▶ _WHAT THE EXERCISE ASKS_:
In the records below, the line with "Tag the microphone on podium visible above." opens the range and the line with "Tag the green plant visible above." closes it; print that range exactly and nothing else.

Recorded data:
--- START ---

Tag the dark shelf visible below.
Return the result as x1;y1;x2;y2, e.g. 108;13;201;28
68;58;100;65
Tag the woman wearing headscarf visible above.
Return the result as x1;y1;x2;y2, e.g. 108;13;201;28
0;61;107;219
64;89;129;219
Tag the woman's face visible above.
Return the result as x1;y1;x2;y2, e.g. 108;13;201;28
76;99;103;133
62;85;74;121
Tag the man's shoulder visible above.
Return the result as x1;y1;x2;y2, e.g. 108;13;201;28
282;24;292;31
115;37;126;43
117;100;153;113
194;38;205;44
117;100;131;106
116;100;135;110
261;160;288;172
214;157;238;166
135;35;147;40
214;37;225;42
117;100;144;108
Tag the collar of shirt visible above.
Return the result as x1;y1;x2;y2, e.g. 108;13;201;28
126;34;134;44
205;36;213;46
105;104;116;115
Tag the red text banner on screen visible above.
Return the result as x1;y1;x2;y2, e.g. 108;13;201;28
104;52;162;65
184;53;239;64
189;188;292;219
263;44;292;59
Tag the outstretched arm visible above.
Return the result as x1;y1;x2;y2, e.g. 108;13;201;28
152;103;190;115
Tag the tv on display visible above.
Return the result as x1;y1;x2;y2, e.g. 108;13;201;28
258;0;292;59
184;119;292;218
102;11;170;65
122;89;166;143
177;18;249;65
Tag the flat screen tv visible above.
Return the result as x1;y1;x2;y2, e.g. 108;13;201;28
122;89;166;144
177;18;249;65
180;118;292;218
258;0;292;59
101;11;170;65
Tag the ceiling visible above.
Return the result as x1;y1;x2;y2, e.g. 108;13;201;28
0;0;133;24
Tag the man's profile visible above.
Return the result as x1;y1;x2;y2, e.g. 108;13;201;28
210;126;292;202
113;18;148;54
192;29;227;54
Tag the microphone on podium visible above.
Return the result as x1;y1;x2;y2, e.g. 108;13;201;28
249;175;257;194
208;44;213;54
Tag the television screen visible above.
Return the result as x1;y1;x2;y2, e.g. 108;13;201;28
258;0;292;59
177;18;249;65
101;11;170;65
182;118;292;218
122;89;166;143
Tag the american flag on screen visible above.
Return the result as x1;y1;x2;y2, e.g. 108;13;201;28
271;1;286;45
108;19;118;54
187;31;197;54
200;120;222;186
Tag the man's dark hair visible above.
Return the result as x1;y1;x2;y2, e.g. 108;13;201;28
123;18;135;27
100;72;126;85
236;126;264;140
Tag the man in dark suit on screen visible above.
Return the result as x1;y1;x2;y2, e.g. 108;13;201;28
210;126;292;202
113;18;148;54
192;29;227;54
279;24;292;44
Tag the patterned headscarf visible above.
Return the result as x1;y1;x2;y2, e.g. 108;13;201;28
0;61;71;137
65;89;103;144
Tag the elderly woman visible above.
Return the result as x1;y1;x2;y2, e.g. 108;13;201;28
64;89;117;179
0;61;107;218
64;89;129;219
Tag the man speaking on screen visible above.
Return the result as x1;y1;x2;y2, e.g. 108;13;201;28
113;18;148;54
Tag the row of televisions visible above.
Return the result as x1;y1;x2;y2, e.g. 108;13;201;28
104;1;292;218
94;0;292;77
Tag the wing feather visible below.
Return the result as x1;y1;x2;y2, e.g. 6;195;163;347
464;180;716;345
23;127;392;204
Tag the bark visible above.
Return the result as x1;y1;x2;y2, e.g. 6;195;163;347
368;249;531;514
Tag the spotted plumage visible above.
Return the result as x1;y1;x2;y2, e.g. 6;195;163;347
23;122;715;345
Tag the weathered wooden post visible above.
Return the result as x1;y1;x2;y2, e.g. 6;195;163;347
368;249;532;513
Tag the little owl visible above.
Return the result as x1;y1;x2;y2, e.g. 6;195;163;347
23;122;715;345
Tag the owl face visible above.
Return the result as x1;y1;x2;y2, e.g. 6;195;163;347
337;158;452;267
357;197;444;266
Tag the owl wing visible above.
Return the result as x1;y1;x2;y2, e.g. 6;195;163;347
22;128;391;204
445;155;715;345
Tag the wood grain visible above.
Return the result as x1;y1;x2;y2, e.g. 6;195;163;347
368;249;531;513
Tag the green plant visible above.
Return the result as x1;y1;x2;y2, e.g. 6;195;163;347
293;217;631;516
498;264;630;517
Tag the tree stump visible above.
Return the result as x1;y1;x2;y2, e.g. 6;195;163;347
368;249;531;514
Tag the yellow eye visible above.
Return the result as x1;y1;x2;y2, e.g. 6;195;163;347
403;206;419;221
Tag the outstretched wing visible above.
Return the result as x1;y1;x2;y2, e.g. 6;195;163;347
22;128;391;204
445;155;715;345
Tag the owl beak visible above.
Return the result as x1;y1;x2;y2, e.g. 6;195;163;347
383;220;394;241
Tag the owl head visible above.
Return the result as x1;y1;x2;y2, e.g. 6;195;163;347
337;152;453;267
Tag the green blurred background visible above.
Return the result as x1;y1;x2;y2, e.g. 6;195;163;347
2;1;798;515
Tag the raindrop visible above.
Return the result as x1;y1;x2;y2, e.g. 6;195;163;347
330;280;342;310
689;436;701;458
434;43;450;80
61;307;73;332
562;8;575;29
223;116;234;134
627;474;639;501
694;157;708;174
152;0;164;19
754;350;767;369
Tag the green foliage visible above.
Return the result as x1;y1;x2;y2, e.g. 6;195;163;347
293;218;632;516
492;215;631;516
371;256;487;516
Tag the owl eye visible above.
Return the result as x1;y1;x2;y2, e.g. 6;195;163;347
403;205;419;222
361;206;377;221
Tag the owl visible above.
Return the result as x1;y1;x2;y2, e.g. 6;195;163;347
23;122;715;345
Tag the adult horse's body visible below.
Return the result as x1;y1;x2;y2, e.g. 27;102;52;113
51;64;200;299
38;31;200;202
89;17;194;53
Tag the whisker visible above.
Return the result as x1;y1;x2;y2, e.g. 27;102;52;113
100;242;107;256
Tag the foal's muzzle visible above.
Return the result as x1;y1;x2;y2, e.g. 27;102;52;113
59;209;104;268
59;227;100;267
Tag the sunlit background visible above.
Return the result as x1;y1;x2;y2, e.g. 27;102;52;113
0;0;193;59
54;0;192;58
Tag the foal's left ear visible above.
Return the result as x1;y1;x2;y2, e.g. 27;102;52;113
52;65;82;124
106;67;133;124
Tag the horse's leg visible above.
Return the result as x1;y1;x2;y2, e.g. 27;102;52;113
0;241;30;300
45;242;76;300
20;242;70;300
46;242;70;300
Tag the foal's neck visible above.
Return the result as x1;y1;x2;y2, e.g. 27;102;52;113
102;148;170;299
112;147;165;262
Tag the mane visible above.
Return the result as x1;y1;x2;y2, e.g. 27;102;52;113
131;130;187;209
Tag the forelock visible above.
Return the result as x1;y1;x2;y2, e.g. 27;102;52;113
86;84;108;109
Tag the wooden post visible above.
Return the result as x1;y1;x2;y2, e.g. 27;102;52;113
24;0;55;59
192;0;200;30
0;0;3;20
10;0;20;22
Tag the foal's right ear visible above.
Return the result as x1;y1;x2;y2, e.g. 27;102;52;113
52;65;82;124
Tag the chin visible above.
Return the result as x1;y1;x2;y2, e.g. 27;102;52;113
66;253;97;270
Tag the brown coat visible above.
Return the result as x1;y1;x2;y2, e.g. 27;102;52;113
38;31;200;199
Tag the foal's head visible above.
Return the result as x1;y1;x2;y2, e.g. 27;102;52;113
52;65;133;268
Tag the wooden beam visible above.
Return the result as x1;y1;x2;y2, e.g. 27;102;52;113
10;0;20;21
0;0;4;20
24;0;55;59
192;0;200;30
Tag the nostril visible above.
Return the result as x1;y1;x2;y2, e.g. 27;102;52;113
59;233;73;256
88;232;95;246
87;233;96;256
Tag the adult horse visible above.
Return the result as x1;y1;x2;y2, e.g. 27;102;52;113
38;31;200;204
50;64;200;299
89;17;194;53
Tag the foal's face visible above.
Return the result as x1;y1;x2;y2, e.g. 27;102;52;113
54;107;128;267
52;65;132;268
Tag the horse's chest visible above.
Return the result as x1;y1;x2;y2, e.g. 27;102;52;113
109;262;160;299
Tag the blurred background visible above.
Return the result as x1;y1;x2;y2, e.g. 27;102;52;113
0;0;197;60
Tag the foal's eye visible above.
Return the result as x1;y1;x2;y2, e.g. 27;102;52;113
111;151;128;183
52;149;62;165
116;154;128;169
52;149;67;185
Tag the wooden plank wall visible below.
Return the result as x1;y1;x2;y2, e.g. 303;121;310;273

--- END ---

▶ _RESPONSE_:
Tag the microphone on podium visible above.
Return the result as x1;y1;x2;y2, e.g. 108;13;201;28
249;175;257;194
208;44;213;54
Tag the television screen visible above.
Return the result as x1;y1;x2;y2, e.g. 108;13;201;28
258;0;292;59
177;18;249;65
101;11;170;65
182;118;292;218
122;89;166;143
Tag the american flag on screen visible above.
Return the result as x1;y1;x2;y2, e.g. 108;13;201;28
271;1;286;45
108;19;118;54
187;31;197;54
200;120;222;186
Tag the man's dark hair visible above.
Return the result as x1;y1;x2;y2, e.g. 108;13;201;28
123;18;135;27
100;72;126;85
236;126;264;140
Tag the man in dark suit on screen visible above.
Return the result as x1;y1;x2;y2, e.g. 108;13;201;28
210;126;292;202
113;18;148;54
192;29;227;54
279;24;292;44
Tag the patterned headscarf visible above.
Return the result as x1;y1;x2;y2, e.g. 108;13;201;28
0;61;71;137
65;89;103;144
Tag the elderly woman visible above.
Return the result as x1;y1;x2;y2, e.g. 108;13;201;28
64;89;117;179
0;61;107;218
64;89;129;219
Tag the man speaking on screen visible above.
Return the result as x1;y1;x2;y2, e.g. 108;13;201;28
113;18;148;54
Tag the row of televisions visible above.
Return the result as x1;y1;x2;y2, e.g. 108;13;201;28
104;1;292;218
94;0;292;77
Tag the wing feather visible below.
Return the result as x1;y1;x2;y2, e.g. 6;195;163;347
464;180;716;345
23;127;392;204
Tag the bark visible above.
Return the result as x1;y1;x2;y2, e.g. 6;195;163;347
368;249;531;514
Tag the spotted plumage visible above.
Return the result as x1;y1;x2;y2, e.g. 6;195;163;347
23;122;715;345
Tag the weathered wooden post visible above.
Return the result as x1;y1;x2;y2, e.g. 6;195;163;347
368;249;532;513
Tag the little owl visible above.
Return the result as x1;y1;x2;y2, e.g. 6;195;163;347
23;122;715;345
Tag the owl face visible above.
Return the result as x1;y1;x2;y2, e.g. 6;195;163;347
337;158;452;267
357;197;444;266
Tag the owl wing visible above.
Return the result as x1;y1;x2;y2, e.g. 6;195;163;347
22;128;391;204
445;155;715;345
Tag the wood grain visible above.
Return the result as x1;y1;x2;y2, e.g. 6;195;163;347
368;249;531;513
Tag the green plant visible above.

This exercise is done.